-- Excerpt to read --

※ ※ ※

Classically, ribat referred to the guard duty at a frontier outpost to defend the Islamic world. The one who performs ribat is called a murabit.

===Contemporary use===
Contemporary use of the term ribat is common among jihadi groups such as al-Qaeda or the Islamic State. The term has also been used by jihadis of the Salafi movement operating in the Gaza Strip. In their terminology, ʻArḍ al-Ribat 'Land of the Ribat' is a name for Palestine understood in the context of their ideology of universal jihad, which is fundamentally opposed to Palestinian nationalism.

==As caravanserais==
In time, some ribats became hostels for voyagers on major trade routes (caravanserai).

==As Sufi retreats==
===Sufi brotherhoods===
Ribat was initially used to describe a frontier post where soldiers would stay during the early Muslim conquests and after, such as in al-Awasim. The term transformed over time to refer to a center for Sufi. As they were later no longer needed to house and supply soldiers, ribats became refuges for mystics. The ribat tradition was perhaps one of the early sources of the ṭarīqas, or Sufi mystic brotherhoods, and a type of the later zawiya or Sufi lodge, which spread into North Africa, and from there across the Sahara to West Africa. Here, they are the homes of marabouts: religious teachers, usually Sufis. Such places of spiritual retreat were termed khānqāhs. Usually, ribats were inhabited by a shaykh, and his family and visitors were allowed to come and learn from him. Many times, the tomb of the founder was also located in the same building. These centers' institutionalization was made possible partly through donations from wealthy merchants, landowners, and influential leaders. Some of these compounds also received regular stipends to maintain them.

Some important ribats to mention are the Rabati Malik (c.1068–80), which is in Uzbekistan in the Kyzylkum Desert and is still partially intact, and the Ribat of Sharaf from the 12th century, which was built in a square shape with a monumental portal, a courtyard, and long vaulted rooms along the walls. Most ribats had a similar architectural appearance which consisted of a surrounding wall with an entrance, living rooms, storehouses for provisions, a watch tower used to signal in the case of an invasion, four to eight towers, and a mosque in large ribats.

※ ※ ※

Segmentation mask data

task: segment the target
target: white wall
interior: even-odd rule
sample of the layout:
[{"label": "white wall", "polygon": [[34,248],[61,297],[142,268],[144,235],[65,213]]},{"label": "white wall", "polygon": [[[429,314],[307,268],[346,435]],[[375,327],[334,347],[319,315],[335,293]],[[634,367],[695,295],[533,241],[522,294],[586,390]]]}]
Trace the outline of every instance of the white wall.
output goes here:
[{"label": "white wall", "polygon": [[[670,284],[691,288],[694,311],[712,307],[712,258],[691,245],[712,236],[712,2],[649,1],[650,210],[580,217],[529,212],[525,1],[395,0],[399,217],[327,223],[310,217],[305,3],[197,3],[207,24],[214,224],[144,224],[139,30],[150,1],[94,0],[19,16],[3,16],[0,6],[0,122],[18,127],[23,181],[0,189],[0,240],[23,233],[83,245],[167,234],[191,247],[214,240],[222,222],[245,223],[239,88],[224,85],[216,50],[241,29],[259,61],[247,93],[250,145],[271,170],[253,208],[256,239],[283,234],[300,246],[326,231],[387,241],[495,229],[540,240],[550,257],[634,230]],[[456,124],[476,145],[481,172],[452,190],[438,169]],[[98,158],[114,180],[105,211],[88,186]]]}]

※ ※ ※

-- Required action A --
Answer these questions from the ribat text:
(i) What is the one who performs ribat called?
(ii) What did some ribats become on major trade routes?
(iii) Where is the Rabati Malik located?
-- Required action B --
Decide whether each statement agrees with the ribat text, giving yes or no and quoting the words that settle it:
(i) The Ribat of Sharaf dates from the 12th century.
(ii) The institutionalization of ribats was paid for only by rulers.
(iii) Every ribat contained a mosque.
-- Required action C --
Write the next part of the ribat text, beginning after its final sentence.
These entries have nothing to do with the work here.

-- Written response A --
(i) A murabit.
(ii) Hostels for voyagers (caravanserai).
(iii) In Uzbekistan, in the Kyzylkum Desert.

-- Written response B --
(i) Yes: "the Ribat of Sharaf from the 12th century"
(ii) No: "made possible partly through donations from wealthy merchants, landowners, and influential leaders"
(iii) No: "and a mosque in large ribats"

-- Written response C --
These institutions were used as a sort of school house where a shaykh could teach his disciples the ways of a specific ṭarīqa. They were also used as a place of worship where the shaykh could observe the members of the specific Sufi order and help them on their inner path to ḥaqīqa (حَـقِـيْـقَـة, ultimate truth or reality).

===Female Sufis===
Another use of ribat refers to a sort of convent or retreat house for Sufi women. Female shaykhas (شيخة), scholars of law in medieval times, and large numbers of widows or divorcees lived in abstinence and worship in ribats.

==See also==
- Almoravids
- Al-Awasim, Muslim side of the frontier between the Byzantine Empire and Early Islamic realm
- Khan, Persian word for caravanserai; Turkish variant: han
- Khanqah, building used specifically by a Sufi brotherhood
- Ksar, North African (usually Berber) fortified village
- List of caravanserais
- Rabad, Central Asian variant for 'rabat'
- Rabat (disambiguation), Semitic word for "fortified town" or "suburb"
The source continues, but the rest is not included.